Excerpted passage:
☆ ☆ ☆ ☆ ☆ ☆ ☆

A fascinating trend in Howie Roseman's drafts and more in Roob's Random Observations

Finding a pattern in Howie Roseman's drafts, Duce Staley and his future and the latest with Matt McGloin.

Even in the middle of February, there are 10 Random Eagles Observations!

1. Take a long look at this list of Eagles: 

Nick Foles

Vinny Curry

Mychal Kendricks

Fletcher Cox

Bennie Logan

Zach Ertz

Lane Johnson

Marcus Smith

Isaac Seumalo

Carson Wentz

Derek Barnett

Dallas Goedert

Miles Sanders

Andre Dillard

Pretty strong group, right? Obviously Smith was a bust, but the rest range from functional pros like Curry, Seumalo and Logan to budding stars like Goedert and Sanders to Pro Bowlers like Cox, Ertz, Johnson and Wentz. This is a list of every player Howie Roseman has drafted in the first three rounds since 2012 … with the WRs and CBs removed. It’s pretty remarkable. That’s 23 guys and one swing-and-a-miss. Howie’s record drafting corners and receivers is brutal. His record drafting everything else is pretty damn good. Imagine if the Eagles can get that WR / CB thing figured out?

2. For the record, the corners Howie has drafted in the first three rounds during that period are Curtis Marsh, Rasul Douglas and Sidney Jones, and the receivers are Josh Huff, Jordan Matthews and J.J. Arcega-Whiteside. (Eric Rowe and Nelson Agholor from that 2015 draft are the responsibility of Chip Kelly).

3. All that said, the Eagles can’t shy away from drafting what they have to draft in April: Corners and receivers. That has to be the focus. They just have to be better.

4. There’s been a lot of talk the last few days about Duce Staley, people wondering why he would stay with the Eagles as running backs coach when he’s been bypassed for promotions three times now. It’s a valid question. I can’t speak for Duce, and I’m sure we’ll have a chance to talk to him at some point this spring. I don’t know if he’s frustrated or not. But I do know one thing. He loves what he does. He loves coaching Eagles running backs, and he’s not going to quit just because he’s mad about not getting a promotion. From talking to him over the years, he doesn’t think that way. I’m sure he’d love a chance to be an offensive coordinator or college head coach or one day NFL head coach, and he'd be great at it. But he doesn’t think of what he’s doing as some sort of lowly job that he has to get out of. He takes so much pride in the work he does with the Eagles’ backs, and he’s damn good at it. Whether it’s squeezing one more big year out of LaGarrette Blount, getting a remarkable Super Bowl performance out of undrafted rookie Corey Clement, getting a decent year out of undrafted rookie Josh Adams or guiding Miles Sanders to a remarkable rookie season, Staley has that ability to get the most out of the guys he works with. There’s a reason Chip Kelly and Doug Pederson both kept him after he began his coaching career under Andy Reid. If you’re looking for Duce to be disappointed, maybe he is. I wouldn’t blame him. But if you’re looking for him to be anything less than the best running backs coach in the NFL as long as he’s in that role, that’s just not happening.

☆ ☆ ☆ ☆ ☆ ☆ ☆

Source data:
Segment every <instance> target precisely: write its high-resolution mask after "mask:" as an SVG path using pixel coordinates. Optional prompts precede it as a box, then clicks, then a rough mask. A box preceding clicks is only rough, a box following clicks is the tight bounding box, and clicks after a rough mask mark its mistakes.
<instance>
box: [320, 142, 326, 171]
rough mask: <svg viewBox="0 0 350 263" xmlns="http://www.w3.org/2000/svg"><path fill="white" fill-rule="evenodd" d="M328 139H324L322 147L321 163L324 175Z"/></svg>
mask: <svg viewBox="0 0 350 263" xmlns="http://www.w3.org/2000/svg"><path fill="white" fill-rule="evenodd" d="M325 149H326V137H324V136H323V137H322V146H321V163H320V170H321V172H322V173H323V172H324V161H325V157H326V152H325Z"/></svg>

☆ ☆ ☆ ☆ ☆ ☆ ☆

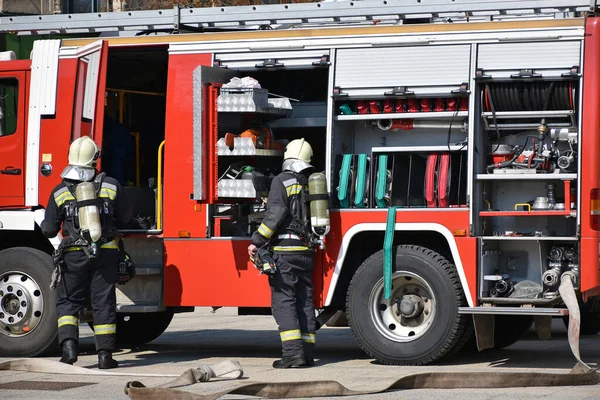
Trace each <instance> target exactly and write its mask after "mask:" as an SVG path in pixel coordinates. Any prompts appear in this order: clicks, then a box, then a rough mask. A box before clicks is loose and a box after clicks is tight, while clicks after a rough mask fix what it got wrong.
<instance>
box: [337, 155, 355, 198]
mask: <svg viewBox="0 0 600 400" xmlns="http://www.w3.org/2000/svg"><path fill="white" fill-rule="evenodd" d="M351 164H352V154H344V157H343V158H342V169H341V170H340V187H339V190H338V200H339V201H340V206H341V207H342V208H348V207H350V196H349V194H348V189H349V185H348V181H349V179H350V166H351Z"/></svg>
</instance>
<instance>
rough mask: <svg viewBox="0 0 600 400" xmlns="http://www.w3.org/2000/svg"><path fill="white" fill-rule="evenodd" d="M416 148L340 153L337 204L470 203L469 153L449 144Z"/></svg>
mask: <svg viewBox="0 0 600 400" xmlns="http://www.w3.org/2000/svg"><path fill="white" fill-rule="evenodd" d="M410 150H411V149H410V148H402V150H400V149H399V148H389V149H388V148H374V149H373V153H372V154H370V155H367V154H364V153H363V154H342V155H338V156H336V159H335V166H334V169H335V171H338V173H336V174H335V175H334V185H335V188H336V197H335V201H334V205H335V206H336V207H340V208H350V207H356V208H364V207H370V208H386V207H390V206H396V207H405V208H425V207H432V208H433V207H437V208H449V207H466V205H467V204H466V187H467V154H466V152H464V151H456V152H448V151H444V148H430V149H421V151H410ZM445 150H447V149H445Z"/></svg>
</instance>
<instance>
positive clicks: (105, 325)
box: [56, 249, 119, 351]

☆ ☆ ☆ ☆ ☆ ☆ ☆

Instructions for the task:
Continue the Eagles observations piece from its last sentence, picking up with observation 5.

Result below:
5. How much has quarterback play evolved in the NFL recently? As of 1990, only four QBs in NFL history had a season in which they threw for 235 yards per game, had a passer rating over 90 and an interception percentage under 2.4 INTs per 100 attempts (Joe Montana twice,  Ken O’Brien, Bernie Kosar and Warren Moon). This past year? Those marks — 235 yards, passer rating of 90 and a 2.4 INT average — were the NFL averages. 

6. A day doesn’t go by where it doesn’t just hit me how special Miles Sanders is. Some reminders:

—> This past year, Sanders became only the 7th rookie in NFL history with 750 rushing yards, a 4.5 rushing average and 50 receptions. Only one player in NFL history has reached those milestones in his first two seasons, and that’s Sanders college teammate, Saquon Barkley. 

—> The only other Eagles to reach those plateaus even once in their entire career are Brian Westbrook three times, LeSean McCoy twice and Timmy Brown once. 

—> In the last 50 years, only nine running backs have netted more scrimmage yards in a season on fewer touches. 

7. It’s a shame Harold Carmichael and the other Centennial Hall of Famers won’t have the chance to be inducted into the Pro Football Hall of Fame with the other honorees during the usual summer enshrinement weekend. The Hall still won’t even confirm when the Centennial inductees are going in, but it’s apparently going to be sometime in September, after the regular season has begun instead of during enshrinement weekend with the Class of 2020. Every summer, Hall of Fame Weekend, the weekend before the preseason games begin, is the focus of the football world, and the inductees are treated like Gods in Canton, from the parade through town to the lavish dinner to getting interviewed during the Hall of Fame Game broadcast to the ceremony itself inside Fawcett Stadium. Harold and the other Centennial inductees won’t get to experience any of this. I understand there are logistical issues with so many people going into the Hall, but they could have worked around those. Putting Harold and the other all-time greats into the Hall when nobody is paying attention does them all a grave disservice. 

8. Hard to believe this coming season will be the Eagles’ 18th at the Linc. After their 18th season at the Vet, they only had 14 years left there. Somehow I think the Linc will last a little longer.

9. Shocked things aren’t going well in the XFL for Matt McGloin. Never saw that coming.

10. Every time I see that Clowney hit it blows my mind that he wasn’t penalized or fined. What a joke. The NFL can never talk about player safety if they’re going to allow that kind of stuff to happen.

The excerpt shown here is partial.